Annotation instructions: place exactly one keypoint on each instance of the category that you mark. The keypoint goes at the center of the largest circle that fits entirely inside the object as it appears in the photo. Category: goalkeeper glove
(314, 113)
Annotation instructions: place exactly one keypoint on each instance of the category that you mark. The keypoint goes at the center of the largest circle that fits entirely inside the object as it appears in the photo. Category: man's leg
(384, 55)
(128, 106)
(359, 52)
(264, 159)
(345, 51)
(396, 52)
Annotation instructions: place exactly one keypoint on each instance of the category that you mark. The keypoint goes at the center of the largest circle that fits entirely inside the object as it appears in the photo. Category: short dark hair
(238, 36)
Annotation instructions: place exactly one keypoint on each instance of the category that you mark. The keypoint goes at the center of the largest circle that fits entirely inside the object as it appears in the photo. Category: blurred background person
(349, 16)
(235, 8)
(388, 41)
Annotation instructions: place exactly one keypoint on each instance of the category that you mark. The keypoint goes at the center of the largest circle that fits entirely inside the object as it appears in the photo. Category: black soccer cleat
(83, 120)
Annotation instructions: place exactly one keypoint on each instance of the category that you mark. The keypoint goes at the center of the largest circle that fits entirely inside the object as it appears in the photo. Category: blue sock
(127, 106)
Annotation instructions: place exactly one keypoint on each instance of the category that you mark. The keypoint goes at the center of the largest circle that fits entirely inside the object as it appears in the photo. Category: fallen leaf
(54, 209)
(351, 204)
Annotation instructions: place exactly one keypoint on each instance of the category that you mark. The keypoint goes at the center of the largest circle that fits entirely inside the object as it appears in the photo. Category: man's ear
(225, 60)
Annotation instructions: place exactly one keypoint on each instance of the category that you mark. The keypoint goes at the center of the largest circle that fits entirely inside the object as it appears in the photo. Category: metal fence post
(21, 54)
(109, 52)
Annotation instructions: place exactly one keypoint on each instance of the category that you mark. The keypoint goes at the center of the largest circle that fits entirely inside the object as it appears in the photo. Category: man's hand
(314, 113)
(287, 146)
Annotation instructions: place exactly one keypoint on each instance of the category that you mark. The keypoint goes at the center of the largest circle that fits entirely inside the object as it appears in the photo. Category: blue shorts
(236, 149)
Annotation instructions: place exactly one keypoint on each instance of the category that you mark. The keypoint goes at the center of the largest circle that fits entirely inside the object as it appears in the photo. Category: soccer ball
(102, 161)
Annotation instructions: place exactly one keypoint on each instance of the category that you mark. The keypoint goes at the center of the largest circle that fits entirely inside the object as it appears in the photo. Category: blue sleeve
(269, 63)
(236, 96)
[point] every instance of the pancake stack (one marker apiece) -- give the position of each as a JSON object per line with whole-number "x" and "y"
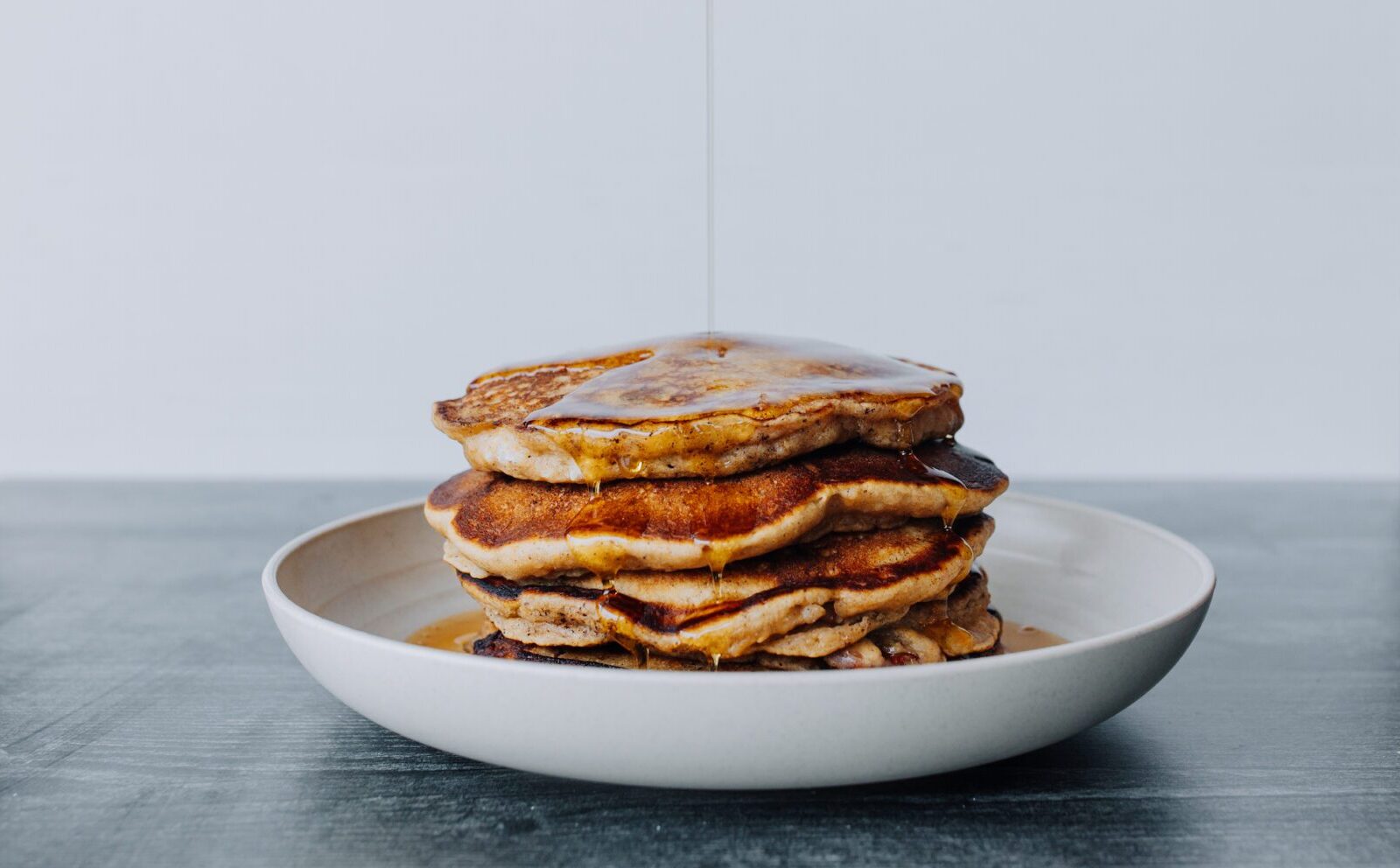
{"x": 720, "y": 501}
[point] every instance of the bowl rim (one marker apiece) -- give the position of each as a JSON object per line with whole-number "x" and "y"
{"x": 284, "y": 606}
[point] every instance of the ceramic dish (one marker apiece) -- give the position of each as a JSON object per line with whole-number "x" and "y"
{"x": 1127, "y": 595}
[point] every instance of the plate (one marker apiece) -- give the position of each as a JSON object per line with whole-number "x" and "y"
{"x": 1127, "y": 595}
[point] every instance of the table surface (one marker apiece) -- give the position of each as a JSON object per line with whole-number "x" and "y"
{"x": 150, "y": 713}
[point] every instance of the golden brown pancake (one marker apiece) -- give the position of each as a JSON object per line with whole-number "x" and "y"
{"x": 514, "y": 528}
{"x": 963, "y": 626}
{"x": 802, "y": 601}
{"x": 693, "y": 406}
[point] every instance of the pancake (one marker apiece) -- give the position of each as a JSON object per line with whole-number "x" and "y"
{"x": 963, "y": 627}
{"x": 835, "y": 590}
{"x": 693, "y": 406}
{"x": 514, "y": 528}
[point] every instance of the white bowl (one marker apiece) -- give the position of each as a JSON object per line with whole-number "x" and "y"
{"x": 1127, "y": 595}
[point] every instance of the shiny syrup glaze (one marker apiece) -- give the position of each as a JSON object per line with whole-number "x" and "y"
{"x": 752, "y": 375}
{"x": 458, "y": 632}
{"x": 718, "y": 391}
{"x": 720, "y": 513}
{"x": 452, "y": 634}
{"x": 1024, "y": 637}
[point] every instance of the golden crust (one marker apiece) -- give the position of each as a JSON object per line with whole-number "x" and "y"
{"x": 832, "y": 583}
{"x": 497, "y": 525}
{"x": 693, "y": 406}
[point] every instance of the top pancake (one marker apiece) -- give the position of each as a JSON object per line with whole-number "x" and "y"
{"x": 514, "y": 528}
{"x": 693, "y": 406}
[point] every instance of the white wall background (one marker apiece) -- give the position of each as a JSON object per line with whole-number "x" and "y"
{"x": 259, "y": 238}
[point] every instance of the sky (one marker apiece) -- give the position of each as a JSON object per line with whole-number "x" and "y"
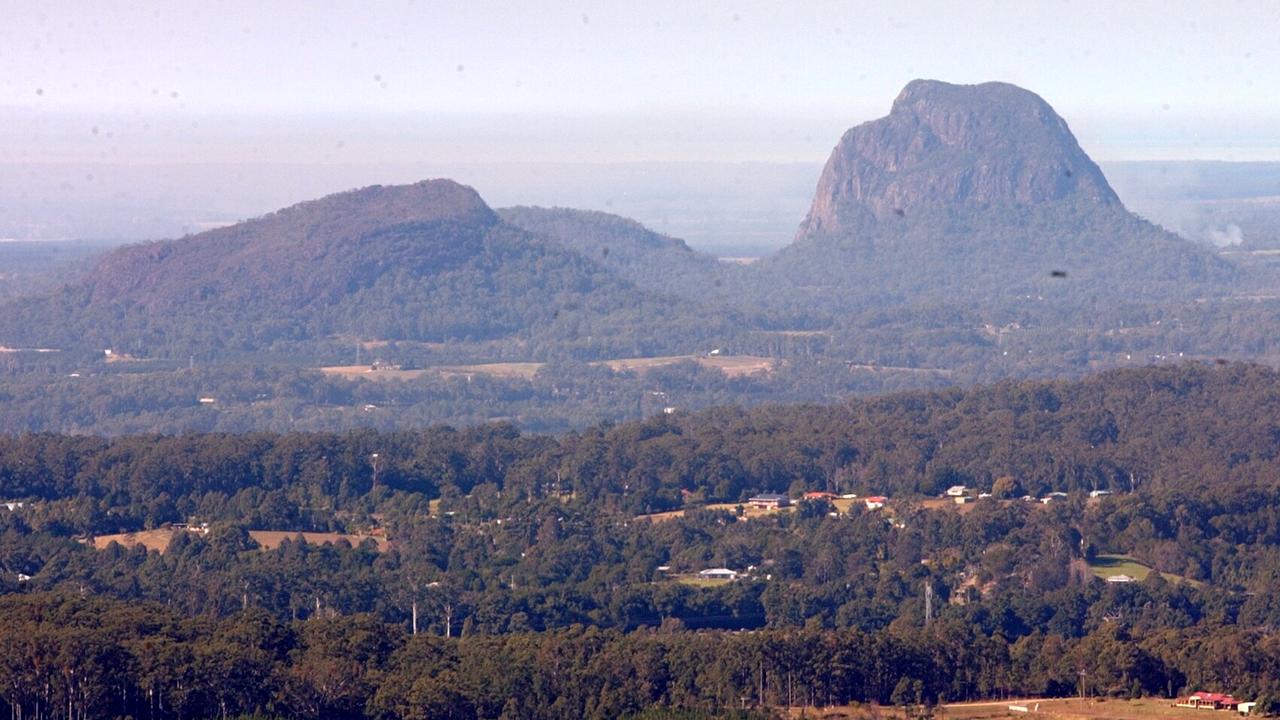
{"x": 608, "y": 82}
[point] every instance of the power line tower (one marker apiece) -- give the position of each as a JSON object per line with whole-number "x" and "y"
{"x": 928, "y": 602}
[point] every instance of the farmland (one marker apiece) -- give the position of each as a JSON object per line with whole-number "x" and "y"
{"x": 731, "y": 365}
{"x": 159, "y": 540}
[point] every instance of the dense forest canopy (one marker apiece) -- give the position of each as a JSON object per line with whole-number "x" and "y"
{"x": 458, "y": 560}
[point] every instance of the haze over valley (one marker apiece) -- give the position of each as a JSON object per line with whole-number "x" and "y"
{"x": 690, "y": 361}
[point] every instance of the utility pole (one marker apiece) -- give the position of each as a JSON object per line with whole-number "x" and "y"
{"x": 928, "y": 602}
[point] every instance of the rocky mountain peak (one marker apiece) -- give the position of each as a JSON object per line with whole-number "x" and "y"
{"x": 954, "y": 146}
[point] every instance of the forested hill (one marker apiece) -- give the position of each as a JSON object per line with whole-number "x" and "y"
{"x": 1175, "y": 428}
{"x": 648, "y": 259}
{"x": 428, "y": 263}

◆ ◆ ◆

## Task objective
Make an exact copy of all the material, but keep the pictures out of it.

## Answer to this task
Annotation instructions: place exactly one keypoint on each instance of the category that you mark. The keypoint goes at the center of the largest circle that fits entirely inside the object as it appears in the photo. Category: goalkeeper glove
(314, 113)
Annotation instructions: place exactly one keypoint on each instance of the category that you mark. The keypoint goes at the center of the largest circle that fits entirely inside the object as it appears in the photo. Category: man's leg
(384, 55)
(128, 106)
(359, 52)
(264, 159)
(345, 51)
(396, 52)
Annotation instructions: place exactly one keypoint on each instance of the category that you mark. The keypoint goes at the center of the largest circle that fits entirely inside the object as it appears in the photo. Category: short dark hair
(238, 36)
Annotation instructions: place exactly one keypoint on each instance of the category that you mark. The keypoint goes at the center of the largest circle that fits entirely inside the object as it appears in the photo. Category: blurred background person
(349, 16)
(235, 8)
(388, 41)
Annotation instructions: place exactly one keypoint on each instance of the category that you mark. The keypoint goes at the center of the largest circle that fits entirely inside the object as it appears in the photo. Category: black soccer cleat
(83, 120)
Annotation instructions: place exactly one keypoint on each instance of the category that you mark. The keypoint goes at the center of the largest circle that fits entirely inside the object as it appears in the photo. Category: blue sock
(127, 106)
Annotation instructions: place exactly one keypoint on each instance of the category that you mark. The keypoint goes at the center of the largest circle that fits entirely inside the object as it appears in the photo. Category: fallen leaf
(54, 209)
(351, 204)
Annotation instructions: place exactly one keypoint on each instance of the category that you mark. The keypoint goes at the center of the largest circle that fits entirely inside the object as it appears in the photo. Category: man's ear
(225, 60)
Annotation instructions: place exactly one keypoint on each instance of the category that you mark. The keypoint goes at the center of the largest circle that fits entirely inside the object as it appears in the photo. Category: metal fence post
(21, 54)
(109, 52)
Annotation instructions: place exactly one keypoint on each instance of the category that you mark. The keypoint goes at the center of the largest circle that fits entirely inside the object as it appears in the photo. Category: man's hand
(314, 113)
(287, 146)
Annotation instructions: place exactly one keypoint on each instance of the category that you mark. The keypoint goes at the center of the largest circle that fits entirely inside the object as it appears in the photo. Category: blue shorts
(236, 149)
Annotation instructions: place exactly one keypoint on each instance of the category that you mark. The keypoint goes at the center of the largest circle that fits entirely inside the object as it appears in the photo. Category: soccer ball
(102, 161)
Annotation instructions: place exactly one keypoint on each instance of the category that you mark. The keypoint goes at the center of the largest circle that fits entirely inside the object as it appears in the photo. Category: blue sleeve
(269, 63)
(236, 96)
[point] every instance of the pancake stack (one marker apiece) -- give the position of each as a JSON object per line with whole-number "x" and "y"
{"x": 720, "y": 501}
[point] every instance of the bowl rim (one marker apiece) -- give the position of each as a JSON object per line with whole-number "x" and "y"
{"x": 284, "y": 606}
[point] every instance of the ceramic dish (one marker apiece) -- give the position of each as a JSON object per line with whole-number "x" and "y"
{"x": 1127, "y": 595}
[point] every instance of the plate (one marker apiece) -- give the position of each as a JSON object per line with whole-number "x" and "y"
{"x": 1127, "y": 595}
[point] every instance of the table surface (one marker apiece) -- give the position of each as a JSON object per line with whole-number "x" and "y"
{"x": 150, "y": 713}
[point] every instance of the golden brown pancake (one marker apiece) -- give the position of each as a JSON object per line with whole-number "x" and "y"
{"x": 514, "y": 528}
{"x": 963, "y": 626}
{"x": 802, "y": 601}
{"x": 693, "y": 406}
[point] every instance of the pancake (one marker apiece) -- give the position of each as a JSON object per line with whole-number "x" and "y"
{"x": 963, "y": 627}
{"x": 835, "y": 590}
{"x": 693, "y": 406}
{"x": 514, "y": 528}
[point] every instance of the white bowl (one marker apiece) -- give the position of each as a JSON object per line with whole-number "x" and "y"
{"x": 1127, "y": 595}
[point] every instance of the shiny syrup glaze (one marker apiece) -- give the position of each as a JSON object per line with whole-number "x" and "y"
{"x": 752, "y": 375}
{"x": 458, "y": 632}
{"x": 718, "y": 391}
{"x": 720, "y": 513}
{"x": 452, "y": 634}
{"x": 1024, "y": 637}
[point] every instance of the golden crust (one marker apiece) -- give the position of each as a JSON object per line with whole-number "x" and "y"
{"x": 832, "y": 583}
{"x": 497, "y": 525}
{"x": 693, "y": 406}
[point] every instance of the top pancake (one marker apiece) -- give the position of each as a JSON object per line with whole-number "x" and "y"
{"x": 514, "y": 528}
{"x": 693, "y": 406}
[point] every instance of the white wall background (one marker apiece) -- give the position of each as a JSON object per line with whole-number "x" and "y"
{"x": 259, "y": 238}
[point] every instance of the sky (one marker apiece) -- give the position of each as a JSON object per line with whole-number "x" and "y"
{"x": 608, "y": 82}
[point] every instance of the power line tower (one marker apiece) -- give the position of each as a JSON object per line with whole-number "x" and "y"
{"x": 928, "y": 602}
[point] every instance of the farmland (one marker apiece) -- give the position of each as a JSON object per line with whole-number "x" and "y"
{"x": 731, "y": 365}
{"x": 159, "y": 540}
[point] every instance of the dense forest canopy (one marker apiece) -- give the position of each as a JSON object per line with whole-number "x" and "y"
{"x": 458, "y": 560}
[point] every instance of the haze over valley (one marker apiece) -- give the position of each as a JSON object per line with whole-number "x" and "y"
{"x": 690, "y": 361}
[point] every instance of the utility pole (one marker apiece) -- give the position of each as a JSON object per line with whole-number "x" and "y"
{"x": 928, "y": 602}
[point] every instance of the rocky mountain peak (one marker apiece) -- give the position of each as a JSON object per line with whole-number "x" and "y"
{"x": 954, "y": 146}
[point] every instance of the forested hill (one marker apiece) -- give the position of each as a JSON object per line with whole-number "x" and "y"
{"x": 1175, "y": 428}
{"x": 648, "y": 259}
{"x": 428, "y": 263}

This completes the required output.